> [Document section]:

╔══

Deeper in .NET Downloads Available

by Nick Wednesday, April 09, 2008 11:40 AM

For those of you that missed Deeper in .NET, and didn't think my live blogging was enough, you can find links to presentation and code downloads at the WI-INETA site here.  I highly recommend the slides for The Science of a Great UI and The Scaling Habits of ASP.NET Applications.  The information presented in those two presentations were truly unique.  The LINQ presentations were good overviews of the technologies and new language changes to support them, and are worth downloading to review, but can also be found easily in numerous books, white papers and MSDN articles.

Geeking it Out at Deeper in .NET

by Nick Saturday, April 05, 2008 7:56 AM

I found a table right next to a power source, and I have WiFi so things are good.  I'm going to be live blogging the speakers as they come up.  If you want to see the line up, you can see the listing here.

LINQ Internals with Scott Wisniewski @ 8AM

Scott had an interesting approach which was to write an app using traditional ADO.NET data access methodology to show you how painful current techniques are, and then gradually change the app to utilize the new LINQ functionality in VB9.  Not sure this was the best approach given the relatively limited time, since we all know (or should know) how painful the current methods are.  It's pretty clear that he's new to speaking at these types of events.  He has good information, and speaks fairly well, but there is a degree of polish that is missing, which only comes with speaking at events often.  This started to kill him during the presentation because he had a lot to cover, and not being fully prepared meant that his live coding demos were slowing him up.

He started out pretty basic with talking about extension methods.  However, he doesn't go into some of the important caveats of extension methods, namely that it's syntactic sugar (utilizing good compiler tricks), and isn't polymorphic in anyway.  Scott Hanselman had a good post on this recently because this issue is causing a lot of confusion.  This is sort of like how var caused significant confusion with people when it was originally talked about, in that people think it's a variant (from the bad old VB6 days) when it's not.

Obviously in an hour, you can only give just barely a taste of LINQ, but the problem is that there are so many new language features that are required to make LINQ work (extension methods, lambdas, type inference, etc.) that it's really hard to do a good job in just an hour.  For most people, getting your head wrapped around some of these things, especially lamda expressions, is really hard.

He also showed the built in XML expressions that is in VB9.  C# needs something like this!  Normally with .NET, C# would get something before VB.NET (unsigned types, using directive, built-in nullable type support with the ? operator, etc).  To my knowledge, this is really the first time that VB.NET is getting a super cool feature that C# doesn't have first class support for first.

╚══

> [Provided material]:
╔══

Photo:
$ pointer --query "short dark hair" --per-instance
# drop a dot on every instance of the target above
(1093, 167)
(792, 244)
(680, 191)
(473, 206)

╚══
╔══

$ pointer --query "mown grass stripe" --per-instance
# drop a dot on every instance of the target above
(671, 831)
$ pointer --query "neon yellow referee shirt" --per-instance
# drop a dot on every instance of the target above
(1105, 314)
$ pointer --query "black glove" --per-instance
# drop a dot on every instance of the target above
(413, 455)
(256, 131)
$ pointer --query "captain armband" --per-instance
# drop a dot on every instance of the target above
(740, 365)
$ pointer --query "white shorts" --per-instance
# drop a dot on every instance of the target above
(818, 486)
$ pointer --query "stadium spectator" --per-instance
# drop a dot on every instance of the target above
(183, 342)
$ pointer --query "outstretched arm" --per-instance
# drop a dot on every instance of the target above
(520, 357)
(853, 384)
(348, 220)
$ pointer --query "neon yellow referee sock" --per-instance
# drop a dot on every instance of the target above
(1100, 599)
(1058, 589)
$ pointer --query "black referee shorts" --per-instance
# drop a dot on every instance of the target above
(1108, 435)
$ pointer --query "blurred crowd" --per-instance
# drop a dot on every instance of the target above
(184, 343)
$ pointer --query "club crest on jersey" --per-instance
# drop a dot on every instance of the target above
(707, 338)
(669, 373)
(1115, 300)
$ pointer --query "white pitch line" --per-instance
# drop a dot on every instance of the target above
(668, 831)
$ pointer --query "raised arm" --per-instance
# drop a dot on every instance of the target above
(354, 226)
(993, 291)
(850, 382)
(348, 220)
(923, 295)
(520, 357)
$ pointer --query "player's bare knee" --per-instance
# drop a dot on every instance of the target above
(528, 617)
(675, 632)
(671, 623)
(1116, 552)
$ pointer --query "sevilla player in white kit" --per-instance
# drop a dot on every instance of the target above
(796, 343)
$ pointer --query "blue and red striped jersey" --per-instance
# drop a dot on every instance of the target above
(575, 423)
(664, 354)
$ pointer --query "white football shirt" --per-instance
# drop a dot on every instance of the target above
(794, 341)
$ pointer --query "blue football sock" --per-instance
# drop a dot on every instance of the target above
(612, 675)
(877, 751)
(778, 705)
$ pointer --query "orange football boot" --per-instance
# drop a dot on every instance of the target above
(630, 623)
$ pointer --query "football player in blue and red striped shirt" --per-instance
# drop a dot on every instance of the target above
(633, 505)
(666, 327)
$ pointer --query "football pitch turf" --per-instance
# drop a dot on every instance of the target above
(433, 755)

╚══

> [Set task A]: Which two presentations' slides does the Deeper in .NET blog post highly recommend?
> [Set task B]: Write the next part of the Deeper in .NET blog post, picking up after its last sentence.
You won't need the listing for this.

> [Answer A]: The Science of a Great UI and The Scaling Habits of ASP.NET Applications.

> [Answer B]:
Scott recommended Rico Mariani's blog if you're interested in the performance of LINQ.  He's got some good posts that talk about how to squeeze the maximum performance out of LINQ.  I was surprised that he never mentioned LINQPad.  If you want to learn LINQ and use it a lot, get this tool!!!  It allows you to write code snippets with LINQ and run them without having to create a command line harness, and gives you powerful looks at your database just like SQL Management Studio, but with better features for navigating the relationships in your tables.

The Science of Great UI with Mark Miller @ 9:45 AM

I'm a usability nut, so I was really looking forward to this one.  What was good right away is that he talked about things besides controls, and grids, and code.  He was talking about real "human factors" like how your eye and hand movements, if not designed well, can make things harder on your user.  Of course, he hardly talked at all about CodeRush, which is too bad because I've wanted to see more of it without installing it at this point because of the cost.

Best quote so far... "You want to be able to spank your data like a porn star."

Mark spent this first part of the talk with observations of common interaction issues.  He talked about keyboard shortcuts, mouse travel distance, and poor GUI paradigms that require extra brainpower to run a UI.  What seemed strange to me was that use used Visual Studio as an example of these pains.  While its something we're all familiar with, the developer is definitely not your typical user, and so it seemed odd.  Maybe because we consider ourselves to be power users, we don't mind the pain... but maybe that also encourages us to make poor UI's for other users.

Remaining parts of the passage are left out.